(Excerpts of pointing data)

================================

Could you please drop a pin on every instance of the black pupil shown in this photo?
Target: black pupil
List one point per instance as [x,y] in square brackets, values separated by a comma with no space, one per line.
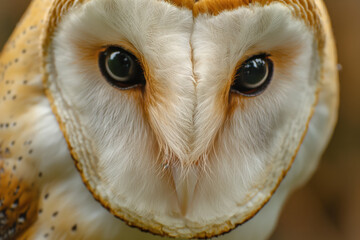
[253,76]
[253,72]
[120,68]
[120,64]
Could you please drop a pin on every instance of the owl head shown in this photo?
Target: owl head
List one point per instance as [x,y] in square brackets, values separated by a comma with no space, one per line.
[183,117]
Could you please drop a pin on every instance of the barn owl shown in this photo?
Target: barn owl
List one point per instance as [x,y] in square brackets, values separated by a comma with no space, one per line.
[181,118]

================================

Exactly as written, return every line of the listing, but not the pictures.

Could you please drop a pin on every instance of the black pupil shown in this photo?
Target: black pupil
List one point per instance as [x,y] in square brackets, values separated by a comma with no space, one per line.
[253,76]
[253,72]
[120,68]
[120,64]
Could you please drop a pin on every instance of the owl head shown in this photo?
Target: owl head
List one point per instance as [x,y] in square brackets, values separated by a comma with no space, one per line.
[183,117]
Could you please drop a pin on every instance of the barn owl shown in this photo?
Target: barn owl
List one point per instance as [x,y] in square brackets, values separated by a comma with no space, one per line.
[181,118]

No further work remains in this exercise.